Required work
1. Answer these questions using the minimal next step text.
(a) According to the core principles, when does this skill exist to be used?
(b) What does the text call something that takes longer than five minutes?
(c) Which outcome of putting your goal into words does the text describe as most common?
2. Write out the minimal next step text, beginning at the words "GOAL: [one sentence" and stopping after "3. Do that.".

Quoted text

(begin)

NSTEP - Minimal Next Step
Input: $ARGUMENTS
Core Principles
-
Action, not analysis. This skill exists for when you need to move, not think. If you’re here, you’ve probably already thought enough.
-
Five minutes. The next step must be completable in five minutes or less. If it’s bigger than that, it’s not a step, it’s a project.
-
Any forward motion counts. The step doesn’t need to be optimal. It doesn’t need to be the most important thing. It just needs to move you closer to the goal than you are right now.
The Whole Skill
1. What are you trying to do?
GOAL: [one sentence — from $ARGUMENTS]
2. What’s one thing you could do in the next 5 minutes that moves you forward?
→ DO THIS: [one concrete action, completable in ≤5 minutes]
3. Do that.
If You Can’t Think of Anything
Your next step is: describe your goal to someone, or write it down.
That’s it. Write a single paragraph about what you’re trying to do and why you’re stuck. The act of putting it into words will either:
- Reveal the next step (most common), or
- Give you something to show someone who can help
→ DO THIS: Open a blank document or message. Write "I'm trying to [goal] but I'm stuck because [reason]." Send it to someone or save it. That's your step.

(end)

Records excerpted from a collection
(begin)

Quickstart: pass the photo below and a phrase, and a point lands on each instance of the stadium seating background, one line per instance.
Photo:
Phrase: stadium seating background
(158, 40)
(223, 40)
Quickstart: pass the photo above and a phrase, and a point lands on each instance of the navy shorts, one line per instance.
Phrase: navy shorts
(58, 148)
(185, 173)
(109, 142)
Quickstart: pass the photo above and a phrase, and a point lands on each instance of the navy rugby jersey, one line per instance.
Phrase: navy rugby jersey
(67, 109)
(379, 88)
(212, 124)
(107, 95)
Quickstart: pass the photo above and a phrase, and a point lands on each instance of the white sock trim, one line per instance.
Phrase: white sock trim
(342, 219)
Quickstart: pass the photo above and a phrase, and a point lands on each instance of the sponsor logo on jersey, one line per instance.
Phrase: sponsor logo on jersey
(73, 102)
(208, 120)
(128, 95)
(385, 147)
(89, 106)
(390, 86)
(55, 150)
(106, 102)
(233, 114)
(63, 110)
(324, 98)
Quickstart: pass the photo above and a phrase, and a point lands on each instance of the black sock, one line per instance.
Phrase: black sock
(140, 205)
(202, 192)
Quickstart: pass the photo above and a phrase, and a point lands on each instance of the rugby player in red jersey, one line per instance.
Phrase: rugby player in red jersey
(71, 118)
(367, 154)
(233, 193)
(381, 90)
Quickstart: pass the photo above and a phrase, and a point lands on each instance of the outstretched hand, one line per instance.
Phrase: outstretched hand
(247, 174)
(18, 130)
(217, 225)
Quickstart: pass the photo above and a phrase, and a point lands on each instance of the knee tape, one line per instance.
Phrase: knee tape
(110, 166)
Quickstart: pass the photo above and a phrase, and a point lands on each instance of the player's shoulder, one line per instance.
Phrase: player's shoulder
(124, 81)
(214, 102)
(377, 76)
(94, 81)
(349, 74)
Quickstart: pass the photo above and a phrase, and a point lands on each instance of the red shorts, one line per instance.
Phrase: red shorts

(end)

Complete answers
1.
(a) For when you need to move, not think.
(b) A project.
(c) Revealing the next step.

2.
GOAL: [one sentence — from $ARGUMENTS]
2. What’s one thing you could do in the next 5 minutes that moves you forward?
→ DO THIS: [one concrete action, completable in ≤5 minutes]
3. Do that.